What the exercise asks
Exactly repeat the material, dropping every picture from the copy.

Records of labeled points

* * * * *

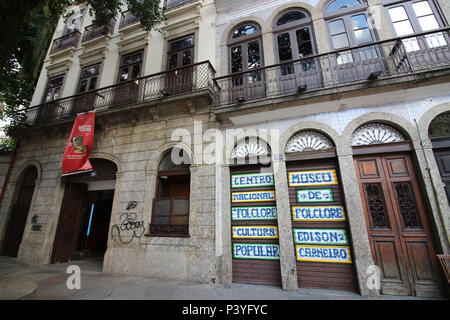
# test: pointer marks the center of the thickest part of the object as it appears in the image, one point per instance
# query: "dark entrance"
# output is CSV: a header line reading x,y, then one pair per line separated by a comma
x,y
439,133
19,214
399,232
85,213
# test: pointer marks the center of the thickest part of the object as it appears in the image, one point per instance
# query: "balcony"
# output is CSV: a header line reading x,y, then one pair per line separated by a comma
x,y
92,32
170,4
395,60
127,19
69,40
141,92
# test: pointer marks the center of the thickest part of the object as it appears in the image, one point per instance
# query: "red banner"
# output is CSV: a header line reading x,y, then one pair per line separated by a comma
x,y
79,146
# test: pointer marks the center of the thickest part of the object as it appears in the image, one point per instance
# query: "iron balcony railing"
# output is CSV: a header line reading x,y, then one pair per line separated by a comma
x,y
169,4
185,80
377,60
66,41
127,18
93,31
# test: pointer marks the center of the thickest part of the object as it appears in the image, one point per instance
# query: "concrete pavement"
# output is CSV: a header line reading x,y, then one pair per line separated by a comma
x,y
48,282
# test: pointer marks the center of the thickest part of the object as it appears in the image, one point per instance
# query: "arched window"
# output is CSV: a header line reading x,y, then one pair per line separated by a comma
x,y
411,17
348,26
294,38
171,205
245,54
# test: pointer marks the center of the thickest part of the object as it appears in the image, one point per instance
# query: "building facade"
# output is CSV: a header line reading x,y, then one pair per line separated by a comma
x,y
314,137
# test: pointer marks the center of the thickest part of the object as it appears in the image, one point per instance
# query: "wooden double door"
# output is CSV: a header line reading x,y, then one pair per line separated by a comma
x,y
397,225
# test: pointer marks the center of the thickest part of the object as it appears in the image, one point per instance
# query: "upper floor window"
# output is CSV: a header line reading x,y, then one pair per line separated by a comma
x,y
245,48
349,27
131,66
89,78
74,22
338,5
54,88
171,206
415,17
294,38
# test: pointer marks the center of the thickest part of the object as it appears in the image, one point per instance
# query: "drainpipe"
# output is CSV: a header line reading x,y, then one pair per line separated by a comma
x,y
433,182
11,161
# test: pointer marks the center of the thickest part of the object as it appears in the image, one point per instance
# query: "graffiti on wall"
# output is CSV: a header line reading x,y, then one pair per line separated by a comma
x,y
129,227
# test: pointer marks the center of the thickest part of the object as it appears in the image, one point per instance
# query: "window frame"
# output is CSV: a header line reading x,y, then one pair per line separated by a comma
x,y
81,78
291,28
183,171
130,65
412,17
243,41
47,88
179,51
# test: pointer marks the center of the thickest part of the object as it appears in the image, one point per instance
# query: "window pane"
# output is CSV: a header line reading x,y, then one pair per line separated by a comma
x,y
181,44
342,4
363,36
236,59
244,30
162,220
304,42
184,220
436,40
422,8
56,93
93,83
83,86
136,71
173,61
337,27
180,207
187,57
344,57
340,41
428,23
284,47
403,28
291,16
162,207
124,74
398,14
254,59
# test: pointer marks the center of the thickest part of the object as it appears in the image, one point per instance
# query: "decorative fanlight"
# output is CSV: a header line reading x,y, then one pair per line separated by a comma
x,y
376,133
308,141
250,147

* * * * *

Solution for this task
# test: pointer marks the center of the thickest part of the object as it appears in the image, one point per instance
# query: "dark entrance"
# output is CSV: a header line reading x,y, then one pair per line separated by a comma
x,y
439,133
19,214
399,232
85,213
# test: pointer marks the center of the thickest part of the object as it appears in the image, one point per instance
# query: "balcony"
# output is CSV: a header line reading x,y, then one pair per line separated by a comma
x,y
92,32
170,4
395,60
127,19
69,40
141,92
# test: pointer marks the center of the thickest part of the object as it appears in the image, one point per instance
# query: "red banner"
# output is CSV: a header line reading x,y, then one pair per line separated by a comma
x,y
79,146
# test: pointer marks the center of the thickest part of the object as it appears in the image, one point per instance
# query: "iron balcony railing"
# output is CSV: a header line reading x,y, then one pair per line separated by a comma
x,y
169,4
185,80
377,60
66,41
127,18
93,31
# test: pointer marks the center of the thickest part of the object as it appears in the image, one point per instance
# query: "concrete pavement"
# output is CSV: a header line reading x,y, then one pair per line separated by a comma
x,y
48,282
# test: pointer marks the center of the thickest part of the object as it appears in the image, one point per instance
# query: "arched window"
# output is CSV: a header line reading x,y, then one pair per line separated by a comma
x,y
411,17
348,26
294,38
171,205
245,54
# test: pointer marks the center of the thickest part of the object as it appears in the image, one point per instance
# query: "building facade"
# output is CSV: a header line reading x,y, then one pair per line separated by a comma
x,y
314,137
# test: pointer marks the center of the thickest part of the object as it appears in the image, one point per instance
# query: "wooden double door"
# output is CSV: a header line reading x,y, then one pair per line separated by a comma
x,y
397,225
# test: pointer marks the center of the thickest part of the object as it appears in the image, one point per instance
# query: "upper floor window"
# output is CSV: a header line reading x,y, then one pair per line separated by a comma
x,y
245,48
349,27
131,66
89,78
74,22
338,5
54,88
171,206
415,17
294,38
# test: pointer marks the center of the thickest part of the object as it appears in the image, one point per instance
# query: "drainpipe"
# output is CSV: a header line reading x,y, then one pair per line separated by a comma
x,y
433,182
11,161
# test: pointer marks the center of the thickest part of the object as it appears in the image, one point per instance
# query: "graffiti on wall"
# output is CSV: a header line reading x,y, then one pair per line separated by a comma
x,y
129,227
# test: pointer marks the center of the thickest part of the object as it appears in the image, one point per instance
# query: "window frame"
# output is CSV: a header line reading x,y, then one pair per line separated by a comma
x,y
81,78
291,28
183,171
130,65
412,17
243,41
47,88
179,51
# test: pointer marks the center of the thickest part of the object as it appears in the image, one point per instance
# query: "window pane"
# output is CSV: a header line reading x,y, then one pair per line separated by a comma
x,y
181,44
342,4
363,36
236,59
244,30
162,220
304,42
184,220
436,40
422,8
56,93
93,83
83,86
136,71
173,61
337,27
180,207
187,57
344,57
340,41
428,23
284,47
403,28
291,16
162,207
124,74
398,14
254,59
# test: pointer marks the center of the thickest part of the object as it appears in the image, one point per instance
# query: "decorative fanlight"
# output is CSV: a header line reading x,y, then one pair per line separated by a comma
x,y
376,133
308,141
250,147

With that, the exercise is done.